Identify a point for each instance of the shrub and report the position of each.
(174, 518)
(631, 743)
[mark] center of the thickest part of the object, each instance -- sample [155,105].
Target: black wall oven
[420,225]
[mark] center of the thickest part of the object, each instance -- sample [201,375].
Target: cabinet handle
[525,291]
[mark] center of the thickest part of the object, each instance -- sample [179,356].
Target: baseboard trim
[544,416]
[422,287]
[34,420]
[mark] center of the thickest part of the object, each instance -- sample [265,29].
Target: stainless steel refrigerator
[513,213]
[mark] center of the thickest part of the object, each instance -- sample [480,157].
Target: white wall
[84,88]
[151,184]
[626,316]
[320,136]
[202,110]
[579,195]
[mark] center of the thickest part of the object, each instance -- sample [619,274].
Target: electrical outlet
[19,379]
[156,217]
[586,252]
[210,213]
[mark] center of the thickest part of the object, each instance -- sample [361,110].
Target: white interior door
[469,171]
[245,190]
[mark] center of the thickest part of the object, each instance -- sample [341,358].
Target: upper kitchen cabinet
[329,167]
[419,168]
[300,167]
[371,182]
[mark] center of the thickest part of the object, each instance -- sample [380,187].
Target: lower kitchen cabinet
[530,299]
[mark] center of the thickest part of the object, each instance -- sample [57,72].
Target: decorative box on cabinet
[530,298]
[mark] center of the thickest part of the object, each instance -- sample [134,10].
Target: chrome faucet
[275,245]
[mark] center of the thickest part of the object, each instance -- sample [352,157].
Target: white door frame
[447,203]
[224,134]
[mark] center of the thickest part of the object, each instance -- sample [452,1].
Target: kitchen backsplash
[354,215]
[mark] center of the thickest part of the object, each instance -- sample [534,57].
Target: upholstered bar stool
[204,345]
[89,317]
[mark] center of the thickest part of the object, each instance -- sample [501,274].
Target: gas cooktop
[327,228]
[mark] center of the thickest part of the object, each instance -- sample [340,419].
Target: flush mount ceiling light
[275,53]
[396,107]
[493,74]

□ □ □ □ □ □ □

▶ [WORK REQUIRED] Without changing anything, repeat every record above.

▶ [RESPONSE AREA]
Identify a point for each instance of the shrub and report the position of each.
(174, 518)
(631, 743)
[mark] center of the thickest part of the object, each instance -- sample [155,105].
Target: black wall oven
[420,225]
[mark] center of the thickest part of the object, each instance -- sample [201,375].
Target: cabinet handle
[525,291]
[mark] center of the thickest part of the object, each instance -- sample [179,356].
Target: baseboard trim
[544,416]
[422,287]
[34,420]
[mark] center of the thickest part of the object, each instance -- sample [265,29].
Target: stainless steel refrigerator
[513,213]
[mark] center of the thickest part of the object, each instance -- sample [480,157].
Target: white wall
[84,88]
[151,184]
[626,316]
[320,136]
[202,110]
[579,195]
[mark] center of the thickest part of the object, each instance -- sample [619,274].
Target: electrical outlet
[19,379]
[156,217]
[586,252]
[210,213]
[mark] center of the thickest part of the object, each instance -- sample [361,110].
Target: white interior door
[469,171]
[245,190]
[mark] center of the thickest part of the object, each instance -- sample [341,358].
Target: upper kitchen cabinet
[329,167]
[419,168]
[300,167]
[371,182]
[mark] center of the thickest part of the object, each instance -- sample [380,187].
Target: lower kitchen cabinet
[530,299]
[mark] center of the thickest part of the object, each instance -- sample [57,72].
Target: decorative box on cabinet
[530,298]
[mark] center of the thickest part of the object, each instance -- sample [134,10].
Target: chrome faucet
[275,245]
[mark] center of the thickest part of the object, each instance -- sample [352,157].
Target: white door frame
[447,203]
[224,134]
[mark] center of the thickest part of the object, each instance -- sample [452,1].
Target: kitchen backsplash
[354,215]
[mark] center of the thickest part of the object, each instance -- sample [534,57].
Target: upholstered bar stool
[204,345]
[89,317]
[mark] center of the thickest part of the object, each instance -- sample [501,274].
Target: gas cooktop
[327,228]
[mark] center of the thickest part of the object, each instance -- sample [340,419].
Target: flush mount ceiling light
[275,53]
[396,107]
[493,74]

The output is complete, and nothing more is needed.